> [Given request a] According to the Geo maintenance passage, what happens to anything that failed to replicate following a planned failover?

= = = = =

If any files differ, replace the content on the **secondary** node with the
content from the **primary** node.

### Ensure Geo replication is up-to-date

The maintenance window won't end until Geo replication and verification is
completely finished. To keep the window as short as possible, you should
ensure these processes are close to 100% as possible during active use.

On the **secondary** node:

1. On the top bar, select **Menu >** **{admin}** **Admin**.
1. On the left sidebar, select **Geo > Nodes**.
   Replicated objects (shown in green) should be close to 100%,
   and there should be no failures (shown in red). If a large proportion of
   objects aren't yet replicated (shown in gray), consider giving the node more
   time to complete

   ![Replication status](../replication/img/geo_node_dashboard_v14_0.png)

If any objects are failing to replicate, this should be investigated before
scheduling the maintenance window. Following a planned failover, anything that
failed to replicate is **lost**.

You can use the [Geo status API](../../../api/geo_nodes.md#retrieve-project-sync-or-verification-failures-that-occurred-on-the-current-node) to review failed objects and
the reasons for failure.

A common cause of replication failures is the data being missing on the
**primary** node - you can resolve these failures by restoring the data from backup,
or removing references to the missing data.

### Verify the integrity of replicated data

This [content was moved to another location](background_verification.md).

### Notify users of scheduled maintenance

On the **primary** node:

1. On the top bar, select **Menu >** **{admin}** **Admin**.
1. On the left sidebar, select **Messages**.
1. Add a message notifying users on the maintenance window.

= = = = =

> [Given request b] Copy the records word for word, covering the stretch from the line that contains "Where can the hill" through the end of the records.

[Raw records]
= = = = =

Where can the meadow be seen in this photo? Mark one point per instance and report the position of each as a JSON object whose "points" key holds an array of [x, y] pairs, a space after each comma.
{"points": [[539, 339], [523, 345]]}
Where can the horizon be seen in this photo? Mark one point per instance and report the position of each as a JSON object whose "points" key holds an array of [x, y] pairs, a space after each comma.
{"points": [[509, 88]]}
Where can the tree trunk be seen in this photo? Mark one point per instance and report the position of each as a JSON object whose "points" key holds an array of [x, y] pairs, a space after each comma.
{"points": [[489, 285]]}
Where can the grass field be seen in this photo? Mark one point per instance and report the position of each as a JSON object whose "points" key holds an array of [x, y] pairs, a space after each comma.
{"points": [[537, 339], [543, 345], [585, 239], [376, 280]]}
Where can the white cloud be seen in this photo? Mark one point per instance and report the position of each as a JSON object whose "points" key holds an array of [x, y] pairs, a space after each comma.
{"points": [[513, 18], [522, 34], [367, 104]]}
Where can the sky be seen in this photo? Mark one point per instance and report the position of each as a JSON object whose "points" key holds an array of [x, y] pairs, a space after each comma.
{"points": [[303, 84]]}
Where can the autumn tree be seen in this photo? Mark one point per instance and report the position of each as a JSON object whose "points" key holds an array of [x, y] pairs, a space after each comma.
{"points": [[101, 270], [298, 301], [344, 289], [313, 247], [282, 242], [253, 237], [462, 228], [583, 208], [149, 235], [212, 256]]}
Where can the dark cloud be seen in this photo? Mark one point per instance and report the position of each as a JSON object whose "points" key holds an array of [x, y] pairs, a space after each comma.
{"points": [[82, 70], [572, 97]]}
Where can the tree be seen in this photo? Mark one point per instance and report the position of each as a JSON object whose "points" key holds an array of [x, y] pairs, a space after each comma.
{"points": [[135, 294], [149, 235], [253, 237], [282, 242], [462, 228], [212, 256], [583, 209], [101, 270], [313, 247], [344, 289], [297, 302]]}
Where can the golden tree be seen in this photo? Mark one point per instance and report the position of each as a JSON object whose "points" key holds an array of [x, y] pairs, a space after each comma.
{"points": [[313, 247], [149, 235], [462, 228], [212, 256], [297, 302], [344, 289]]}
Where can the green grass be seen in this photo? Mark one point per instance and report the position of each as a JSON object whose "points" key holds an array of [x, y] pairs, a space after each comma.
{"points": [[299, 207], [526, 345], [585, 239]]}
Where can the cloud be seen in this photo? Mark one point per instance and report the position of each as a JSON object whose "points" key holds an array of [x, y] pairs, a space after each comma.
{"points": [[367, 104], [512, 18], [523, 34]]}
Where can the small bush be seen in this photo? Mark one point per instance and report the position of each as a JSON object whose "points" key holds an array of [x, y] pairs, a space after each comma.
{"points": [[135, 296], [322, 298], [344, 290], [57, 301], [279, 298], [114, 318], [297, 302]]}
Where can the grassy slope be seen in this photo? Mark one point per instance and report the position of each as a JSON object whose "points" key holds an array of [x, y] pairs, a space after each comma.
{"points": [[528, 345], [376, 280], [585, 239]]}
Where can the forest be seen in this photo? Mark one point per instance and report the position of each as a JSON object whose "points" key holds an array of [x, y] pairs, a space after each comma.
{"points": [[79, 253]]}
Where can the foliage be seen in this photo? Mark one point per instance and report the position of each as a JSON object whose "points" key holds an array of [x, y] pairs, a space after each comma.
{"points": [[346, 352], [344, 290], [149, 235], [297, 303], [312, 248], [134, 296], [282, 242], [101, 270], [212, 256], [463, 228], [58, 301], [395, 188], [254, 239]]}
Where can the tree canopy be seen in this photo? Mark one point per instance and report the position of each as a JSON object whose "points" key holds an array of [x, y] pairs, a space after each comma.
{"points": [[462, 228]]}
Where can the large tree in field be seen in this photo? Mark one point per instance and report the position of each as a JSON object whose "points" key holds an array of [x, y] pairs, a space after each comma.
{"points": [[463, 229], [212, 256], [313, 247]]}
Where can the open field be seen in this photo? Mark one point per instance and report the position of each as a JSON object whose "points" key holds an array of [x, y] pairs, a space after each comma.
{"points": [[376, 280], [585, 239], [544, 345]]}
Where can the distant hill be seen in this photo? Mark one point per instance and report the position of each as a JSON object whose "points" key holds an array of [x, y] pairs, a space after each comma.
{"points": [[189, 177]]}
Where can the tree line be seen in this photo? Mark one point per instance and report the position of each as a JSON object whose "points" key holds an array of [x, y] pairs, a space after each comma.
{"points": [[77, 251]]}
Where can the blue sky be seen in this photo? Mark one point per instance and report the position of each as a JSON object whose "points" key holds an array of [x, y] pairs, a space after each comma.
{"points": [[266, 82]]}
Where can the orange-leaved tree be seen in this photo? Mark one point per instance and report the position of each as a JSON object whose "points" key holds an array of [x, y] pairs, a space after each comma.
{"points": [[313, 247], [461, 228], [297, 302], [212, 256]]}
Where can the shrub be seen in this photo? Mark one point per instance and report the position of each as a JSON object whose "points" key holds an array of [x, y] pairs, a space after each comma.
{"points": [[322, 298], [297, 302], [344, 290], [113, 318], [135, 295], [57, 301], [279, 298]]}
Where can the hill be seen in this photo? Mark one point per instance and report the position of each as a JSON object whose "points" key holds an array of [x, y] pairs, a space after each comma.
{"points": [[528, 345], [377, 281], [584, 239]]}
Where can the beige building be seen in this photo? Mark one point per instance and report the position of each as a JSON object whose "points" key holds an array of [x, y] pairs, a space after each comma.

= = = = =

> [Task response a] It is lost.

> [Task response b]
Where can the hill be seen in this photo? Mark one point per instance and report the position of each as a JSON object whose "points" key holds an array of [x, y] pairs, a space after each comma.
{"points": [[528, 345], [377, 281], [584, 239]]}
Where can the beige building be seen in this photo? Mark one point per instance and report the position of each as a JSON object whose "points" key holds an array of [x, y] pairs, a space after each comma.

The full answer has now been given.